== DATA LISTING ==

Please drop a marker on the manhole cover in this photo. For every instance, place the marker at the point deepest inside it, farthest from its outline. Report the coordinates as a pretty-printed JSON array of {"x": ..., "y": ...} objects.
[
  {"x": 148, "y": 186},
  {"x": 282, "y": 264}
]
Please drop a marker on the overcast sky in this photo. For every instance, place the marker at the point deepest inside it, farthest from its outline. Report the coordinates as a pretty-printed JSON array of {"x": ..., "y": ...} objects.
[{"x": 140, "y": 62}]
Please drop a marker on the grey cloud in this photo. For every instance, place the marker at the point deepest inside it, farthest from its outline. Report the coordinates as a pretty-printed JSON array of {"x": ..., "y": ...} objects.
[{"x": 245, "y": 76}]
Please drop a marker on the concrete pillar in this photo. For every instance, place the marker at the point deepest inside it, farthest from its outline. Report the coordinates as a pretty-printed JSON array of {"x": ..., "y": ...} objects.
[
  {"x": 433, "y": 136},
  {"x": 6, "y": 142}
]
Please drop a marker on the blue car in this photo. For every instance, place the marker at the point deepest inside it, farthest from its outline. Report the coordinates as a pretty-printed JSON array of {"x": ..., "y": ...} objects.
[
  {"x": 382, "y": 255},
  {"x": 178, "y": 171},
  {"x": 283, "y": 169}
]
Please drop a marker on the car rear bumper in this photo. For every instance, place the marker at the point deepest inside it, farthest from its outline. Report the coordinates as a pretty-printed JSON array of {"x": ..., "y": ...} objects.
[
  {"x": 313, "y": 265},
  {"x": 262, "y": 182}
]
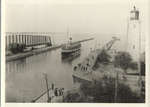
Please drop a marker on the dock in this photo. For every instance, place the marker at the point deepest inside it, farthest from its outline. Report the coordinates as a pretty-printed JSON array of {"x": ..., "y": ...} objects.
[{"x": 28, "y": 53}]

===

- **TASK INSTRUCTIONS**
Copy every one of the records above word for word, leaving out the pictures.

- **SOLUTION TO THIS PROBLEM**
Please drop a marker on the manhole cover in this photo. For every instance, place the marker at the point deepest inside it, farthest from its outline. Report the coordinates as a pretty-printed JSON array of {"x": ..., "y": ...} objects.
[
  {"x": 148, "y": 186},
  {"x": 282, "y": 264}
]
Please drop a marker on the overcast sky in this photo. For every instance, place the marker at the point deepest inside it, farthest from its outline. Report the coordinates as a pretty-printed JSON array of {"x": ..., "y": ...} objects.
[{"x": 140, "y": 62}]
Please drop a marker on the grey cloud in this photo. For every instance, place the marker at the point deepest inside it, farthest from its outline. Report the coordinates as a pretty-printed JSON array of {"x": ..., "y": ...} objects.
[{"x": 245, "y": 76}]
Please drop a marker on the concrete pillar in this photo. For every instance, place the marker at the point deepest inside it, farthest from its outline. Report the coordinates as a pretty-printed JSON array of {"x": ..., "y": ...} objects.
[
  {"x": 433, "y": 136},
  {"x": 6, "y": 142}
]
Please drop a marker on the blue car in this photo. For every instance, place the marker at the point deepest inside it, farthest from its outline. Report the coordinates as a pretty-printed JSON array of {"x": ..., "y": ...} objects.
[
  {"x": 382, "y": 255},
  {"x": 178, "y": 171},
  {"x": 283, "y": 169}
]
Please drop a marker on the car rear bumper in this photo. For every instance, place the marker at the point deepest inside it, farthest from its outline. Report the coordinates as a pretty-printed JSON array of {"x": ..., "y": ...} objects.
[
  {"x": 313, "y": 265},
  {"x": 262, "y": 182}
]
Please drop a marker on the dock in this photo. For every instance, place the marker at the point deepest inside it, farthest from its outline. Report the coordinates as a pretty-printed JSON array of {"x": ..., "y": ...} objects.
[{"x": 28, "y": 53}]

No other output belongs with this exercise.